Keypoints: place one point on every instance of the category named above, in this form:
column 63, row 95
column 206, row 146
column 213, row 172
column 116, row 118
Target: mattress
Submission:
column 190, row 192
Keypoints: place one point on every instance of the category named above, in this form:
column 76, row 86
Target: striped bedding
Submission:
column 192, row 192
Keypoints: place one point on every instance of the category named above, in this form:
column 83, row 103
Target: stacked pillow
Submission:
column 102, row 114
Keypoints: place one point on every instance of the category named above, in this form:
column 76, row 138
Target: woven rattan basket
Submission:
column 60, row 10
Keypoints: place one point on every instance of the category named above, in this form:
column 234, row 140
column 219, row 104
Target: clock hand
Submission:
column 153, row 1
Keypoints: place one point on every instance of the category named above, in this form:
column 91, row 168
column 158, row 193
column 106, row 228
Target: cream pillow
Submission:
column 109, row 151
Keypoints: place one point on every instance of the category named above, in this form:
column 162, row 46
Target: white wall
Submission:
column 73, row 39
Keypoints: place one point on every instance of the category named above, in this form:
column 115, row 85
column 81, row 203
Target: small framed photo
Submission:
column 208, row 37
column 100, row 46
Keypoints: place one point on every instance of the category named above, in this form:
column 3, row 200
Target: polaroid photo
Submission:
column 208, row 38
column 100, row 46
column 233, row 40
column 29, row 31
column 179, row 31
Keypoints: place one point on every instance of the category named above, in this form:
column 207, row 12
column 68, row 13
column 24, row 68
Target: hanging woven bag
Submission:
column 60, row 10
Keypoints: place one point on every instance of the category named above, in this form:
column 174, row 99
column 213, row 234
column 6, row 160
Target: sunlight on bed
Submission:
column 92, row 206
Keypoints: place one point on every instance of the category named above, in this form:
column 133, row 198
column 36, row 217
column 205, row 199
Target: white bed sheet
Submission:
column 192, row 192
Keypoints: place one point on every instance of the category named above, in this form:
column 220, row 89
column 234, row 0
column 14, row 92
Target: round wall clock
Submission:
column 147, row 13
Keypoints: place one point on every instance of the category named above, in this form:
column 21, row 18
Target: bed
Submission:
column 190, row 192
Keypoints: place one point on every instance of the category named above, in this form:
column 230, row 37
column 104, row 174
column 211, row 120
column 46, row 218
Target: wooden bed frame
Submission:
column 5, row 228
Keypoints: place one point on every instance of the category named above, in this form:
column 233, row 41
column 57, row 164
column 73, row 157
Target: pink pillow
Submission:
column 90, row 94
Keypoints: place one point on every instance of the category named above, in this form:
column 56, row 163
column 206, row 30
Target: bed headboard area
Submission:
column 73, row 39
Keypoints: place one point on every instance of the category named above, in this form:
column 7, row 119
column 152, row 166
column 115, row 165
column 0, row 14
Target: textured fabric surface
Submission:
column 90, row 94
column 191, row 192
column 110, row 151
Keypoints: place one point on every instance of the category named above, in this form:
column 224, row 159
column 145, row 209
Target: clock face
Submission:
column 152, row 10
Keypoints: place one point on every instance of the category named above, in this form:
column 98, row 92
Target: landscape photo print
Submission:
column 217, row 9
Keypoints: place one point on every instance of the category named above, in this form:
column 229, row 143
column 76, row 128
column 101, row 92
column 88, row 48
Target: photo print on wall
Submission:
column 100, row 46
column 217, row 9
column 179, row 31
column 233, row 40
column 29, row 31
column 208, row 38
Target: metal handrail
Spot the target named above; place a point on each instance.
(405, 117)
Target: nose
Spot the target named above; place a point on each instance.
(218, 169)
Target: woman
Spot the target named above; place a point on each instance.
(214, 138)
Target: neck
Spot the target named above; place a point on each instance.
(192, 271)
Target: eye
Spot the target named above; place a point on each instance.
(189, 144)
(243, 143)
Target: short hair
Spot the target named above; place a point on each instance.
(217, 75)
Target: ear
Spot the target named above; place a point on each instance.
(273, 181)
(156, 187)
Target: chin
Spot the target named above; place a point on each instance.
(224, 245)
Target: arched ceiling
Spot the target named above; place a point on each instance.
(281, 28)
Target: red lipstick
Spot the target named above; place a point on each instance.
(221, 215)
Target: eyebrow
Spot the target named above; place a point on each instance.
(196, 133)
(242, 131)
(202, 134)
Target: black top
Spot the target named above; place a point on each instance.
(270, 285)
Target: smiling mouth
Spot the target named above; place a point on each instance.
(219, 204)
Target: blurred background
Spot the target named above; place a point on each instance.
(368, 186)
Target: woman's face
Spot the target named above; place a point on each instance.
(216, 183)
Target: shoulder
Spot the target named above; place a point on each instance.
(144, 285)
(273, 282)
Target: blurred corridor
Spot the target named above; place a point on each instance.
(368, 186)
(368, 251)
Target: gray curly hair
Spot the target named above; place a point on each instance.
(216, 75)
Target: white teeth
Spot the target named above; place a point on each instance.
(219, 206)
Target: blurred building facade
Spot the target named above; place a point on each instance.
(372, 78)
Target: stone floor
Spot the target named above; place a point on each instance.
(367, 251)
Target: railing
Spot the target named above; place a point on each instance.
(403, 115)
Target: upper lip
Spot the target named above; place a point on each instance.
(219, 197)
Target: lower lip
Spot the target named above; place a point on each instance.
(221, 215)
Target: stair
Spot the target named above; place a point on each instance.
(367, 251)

## PROBLEM STATEMENT
Please quote the records above exactly, without skipping a line.

## EXERCISE RESULT
Keypoints: place one point on every instance of the category named above, in this form:
column 63, row 95
column 206, row 146
column 213, row 172
column 116, row 118
Target: mattress
Submission:
column 190, row 192
Keypoints: place one point on every instance of the category named above, in this form:
column 76, row 86
Target: striped bedding
Submission:
column 192, row 192
Keypoints: place one point on every instance of the category named above, in this form:
column 83, row 103
Target: stacked pillow
Submission:
column 102, row 114
Keypoints: place one point on every instance of the category named above, in this form:
column 76, row 138
Target: woven rattan basket
Submission:
column 60, row 10
Keypoints: place one point on every instance of the category named above, in this form:
column 234, row 140
column 219, row 104
Target: clock hand
Submission:
column 153, row 1
Keypoints: place one point on every instance of the category named above, in this form:
column 91, row 168
column 158, row 193
column 106, row 228
Target: cream pillow
Submission:
column 109, row 151
Keypoints: place one point on every instance of the category named above, in this form:
column 162, row 46
Target: white wall
Submission:
column 73, row 39
Keypoints: place one point on every instance of the category named above, in this form:
column 115, row 85
column 81, row 203
Target: small framed photo
Submission:
column 208, row 37
column 100, row 46
Keypoints: place one point on every instance of the category named above, in this form:
column 3, row 200
Target: polaroid photo
Submission:
column 208, row 38
column 100, row 46
column 233, row 40
column 29, row 31
column 179, row 31
Keypoints: place one point on every instance of the category named above, in this form:
column 207, row 12
column 68, row 13
column 24, row 68
Target: hanging woven bag
Submission:
column 60, row 10
Keypoints: place one point on every instance of the category named above, in this form:
column 174, row 99
column 213, row 234
column 6, row 160
Target: sunlight on bed
Submission:
column 92, row 206
Keypoints: place one point on every instance of the category named above, in this form:
column 133, row 198
column 36, row 217
column 205, row 199
Target: white bed sheet
Submission:
column 192, row 192
Keypoints: place one point on every instance of the category named above, in this form:
column 220, row 89
column 234, row 0
column 14, row 92
Target: round wall clock
Submission:
column 147, row 13
Keypoints: place one point on every instance of the category named above, in this form:
column 21, row 18
Target: bed
Submission:
column 190, row 192
Keypoints: place one point on every instance of the category named above, in this form:
column 230, row 37
column 104, row 174
column 211, row 120
column 46, row 218
Target: wooden bed frame
Submission:
column 5, row 228
Keypoints: place one point on every instance of the category named above, in this form:
column 233, row 41
column 57, row 164
column 73, row 157
Target: pink pillow
Submission:
column 90, row 94
Keypoints: place one point on every instance of the category named above, in this form:
column 56, row 163
column 206, row 30
Target: bed headboard area
Submission:
column 73, row 39
Keypoints: place one point on every instance of the category named above, in this form:
column 7, row 119
column 152, row 166
column 115, row 165
column 0, row 14
Target: textured fabric surface
Submission:
column 90, row 94
column 191, row 192
column 110, row 151
Keypoints: place one point on every instance of the category named above, in this form:
column 224, row 159
column 145, row 209
Target: clock face
Submission:
column 152, row 10
Keypoints: place one point on every instance of the category named above, in this form:
column 98, row 92
Target: landscape photo print
Submission:
column 217, row 9
Keypoints: place one point on every instance of the category named above, in this form:
column 229, row 143
column 76, row 128
column 101, row 92
column 88, row 48
Target: photo print on wall
Submission:
column 100, row 46
column 217, row 9
column 179, row 31
column 233, row 40
column 29, row 31
column 208, row 38
Target: metal handrail
Spot the target named above; place a point on each instance.
(405, 117)
Target: nose
Spot the target named above; place a point on each instance.
(218, 169)
Target: woman
Spot the target named above; place a point on each instance.
(214, 138)
Target: neck
Spot the target named above; place a point on each instance.
(192, 271)
Target: eye
Spot the target named above; place a point on each instance.
(189, 144)
(243, 143)
Target: short hair
Spot the target named above; place a point on each instance.
(217, 75)
Target: ear
Spot the target named above; place a point on each instance.
(273, 181)
(156, 187)
Target: chin
Spot the target named above; place a point on each instance.
(224, 245)
Target: arched ceiling
Spot the target named above; place a point on each instance.
(281, 28)
Target: red lipstick
Spot the target named above; place a point on each instance.
(221, 215)
Target: eyebrow
Spot the target named above; place a point on each instance.
(196, 133)
(242, 131)
(202, 134)
Target: black top
Spot the target named above; place a point on each instance.
(270, 285)
Target: smiling mouth
Spot the target named above; place a point on each instance.
(219, 204)
Target: blurred background
Spot the target named above; place a point on each instance.
(368, 186)
Target: woman's face
Spot the target named above; place a point on each instance.
(216, 183)
Target: shoulder
Spot the target named above; place a point on each instance.
(144, 285)
(273, 282)
Target: blurred corridor
Spot the target named above; place a point on each instance.
(368, 186)
(368, 251)
Target: gray curly hair
Spot the target named above; place a point on each instance.
(216, 75)
Target: white teeth
Spot the target named above; place a point on each instance.
(219, 206)
Target: blurred building facade
Spot the target named above; place a point on each instance.
(372, 78)
Target: stone floor
Spot the target named above; place a point on each instance.
(367, 251)
Target: railing
Spot the target named above; place a point on each instance.
(403, 115)
Target: upper lip
Spot the target named above; place a point on each instance.
(219, 197)
Target: lower lip
Spot the target named above; place a point on each instance.
(221, 215)
Target: stair
Spot the target named above; place a point on each instance.
(367, 251)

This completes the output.